_Your objective:_
Count the lines in the entries below that contain the string "foot", with uppercase and lowercase treated as different. Reply with that number only.

╭─ Records shown

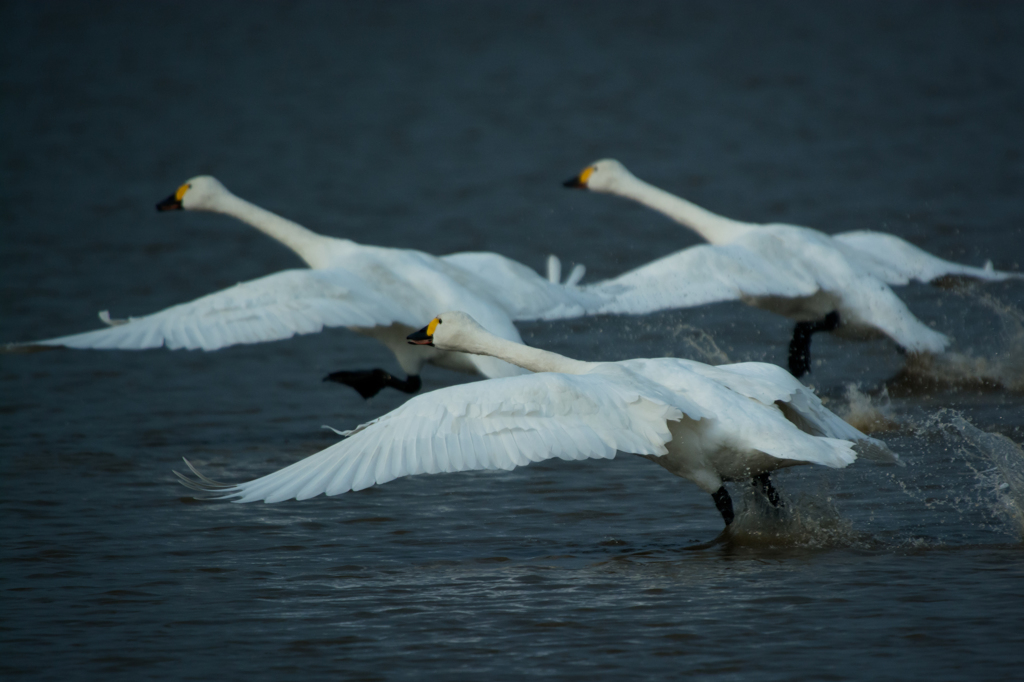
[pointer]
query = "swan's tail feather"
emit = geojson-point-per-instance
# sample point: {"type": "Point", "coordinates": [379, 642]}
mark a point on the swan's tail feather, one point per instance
{"type": "Point", "coordinates": [554, 269]}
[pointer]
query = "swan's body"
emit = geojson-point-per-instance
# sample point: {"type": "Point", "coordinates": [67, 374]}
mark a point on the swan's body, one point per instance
{"type": "Point", "coordinates": [380, 292]}
{"type": "Point", "coordinates": [796, 271]}
{"type": "Point", "coordinates": [707, 424]}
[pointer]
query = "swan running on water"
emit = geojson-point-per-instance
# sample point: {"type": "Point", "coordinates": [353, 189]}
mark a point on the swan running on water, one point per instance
{"type": "Point", "coordinates": [708, 424]}
{"type": "Point", "coordinates": [827, 284]}
{"type": "Point", "coordinates": [380, 292]}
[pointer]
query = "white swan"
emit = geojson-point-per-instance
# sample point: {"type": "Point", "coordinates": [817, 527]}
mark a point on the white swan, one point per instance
{"type": "Point", "coordinates": [708, 424]}
{"type": "Point", "coordinates": [824, 283]}
{"type": "Point", "coordinates": [382, 293]}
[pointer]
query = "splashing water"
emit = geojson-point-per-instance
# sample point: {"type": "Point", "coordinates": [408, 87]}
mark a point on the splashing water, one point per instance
{"type": "Point", "coordinates": [700, 343]}
{"type": "Point", "coordinates": [865, 413]}
{"type": "Point", "coordinates": [1004, 477]}
{"type": "Point", "coordinates": [1003, 369]}
{"type": "Point", "coordinates": [807, 520]}
{"type": "Point", "coordinates": [995, 464]}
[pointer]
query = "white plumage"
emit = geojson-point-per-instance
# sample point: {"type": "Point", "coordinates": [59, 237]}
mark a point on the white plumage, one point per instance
{"type": "Point", "coordinates": [380, 292]}
{"type": "Point", "coordinates": [796, 271]}
{"type": "Point", "coordinates": [708, 424]}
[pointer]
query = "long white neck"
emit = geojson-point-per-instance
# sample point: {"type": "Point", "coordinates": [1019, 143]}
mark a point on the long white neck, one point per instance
{"type": "Point", "coordinates": [715, 228]}
{"type": "Point", "coordinates": [481, 342]}
{"type": "Point", "coordinates": [308, 245]}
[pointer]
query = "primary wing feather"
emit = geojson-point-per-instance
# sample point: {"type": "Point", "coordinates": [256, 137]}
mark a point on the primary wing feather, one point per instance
{"type": "Point", "coordinates": [272, 307]}
{"type": "Point", "coordinates": [499, 424]}
{"type": "Point", "coordinates": [698, 275]}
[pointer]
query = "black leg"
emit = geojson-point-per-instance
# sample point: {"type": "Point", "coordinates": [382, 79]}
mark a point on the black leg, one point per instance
{"type": "Point", "coordinates": [764, 482]}
{"type": "Point", "coordinates": [370, 382]}
{"type": "Point", "coordinates": [800, 346]}
{"type": "Point", "coordinates": [724, 504]}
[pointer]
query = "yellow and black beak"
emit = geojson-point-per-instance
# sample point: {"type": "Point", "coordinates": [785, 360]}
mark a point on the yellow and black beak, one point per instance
{"type": "Point", "coordinates": [173, 203]}
{"type": "Point", "coordinates": [424, 337]}
{"type": "Point", "coordinates": [579, 181]}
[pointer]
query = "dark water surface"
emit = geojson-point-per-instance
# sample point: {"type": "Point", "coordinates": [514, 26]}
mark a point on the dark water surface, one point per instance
{"type": "Point", "coordinates": [448, 127]}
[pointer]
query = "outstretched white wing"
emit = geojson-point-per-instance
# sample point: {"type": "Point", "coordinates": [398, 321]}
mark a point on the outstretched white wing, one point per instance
{"type": "Point", "coordinates": [496, 424]}
{"type": "Point", "coordinates": [523, 293]}
{"type": "Point", "coordinates": [785, 419]}
{"type": "Point", "coordinates": [697, 275]}
{"type": "Point", "coordinates": [276, 306]}
{"type": "Point", "coordinates": [896, 261]}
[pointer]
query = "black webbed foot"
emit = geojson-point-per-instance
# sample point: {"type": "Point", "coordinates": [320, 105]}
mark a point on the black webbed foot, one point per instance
{"type": "Point", "coordinates": [800, 346]}
{"type": "Point", "coordinates": [370, 382]}
{"type": "Point", "coordinates": [764, 482]}
{"type": "Point", "coordinates": [724, 504]}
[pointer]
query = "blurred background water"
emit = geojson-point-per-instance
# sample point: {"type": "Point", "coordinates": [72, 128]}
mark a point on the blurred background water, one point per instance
{"type": "Point", "coordinates": [448, 127]}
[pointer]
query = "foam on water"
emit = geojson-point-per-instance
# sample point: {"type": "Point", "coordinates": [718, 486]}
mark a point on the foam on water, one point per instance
{"type": "Point", "coordinates": [990, 466]}
{"type": "Point", "coordinates": [867, 414]}
{"type": "Point", "coordinates": [807, 519]}
{"type": "Point", "coordinates": [1000, 368]}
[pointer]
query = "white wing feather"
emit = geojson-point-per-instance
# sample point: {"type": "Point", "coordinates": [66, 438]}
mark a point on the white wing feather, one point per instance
{"type": "Point", "coordinates": [698, 275]}
{"type": "Point", "coordinates": [896, 261]}
{"type": "Point", "coordinates": [524, 294]}
{"type": "Point", "coordinates": [498, 424]}
{"type": "Point", "coordinates": [276, 306]}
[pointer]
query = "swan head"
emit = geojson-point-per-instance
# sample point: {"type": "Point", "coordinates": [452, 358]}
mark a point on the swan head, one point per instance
{"type": "Point", "coordinates": [450, 331]}
{"type": "Point", "coordinates": [199, 194]}
{"type": "Point", "coordinates": [606, 175]}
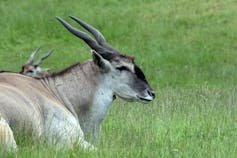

╰─

_Completed exercise:_
2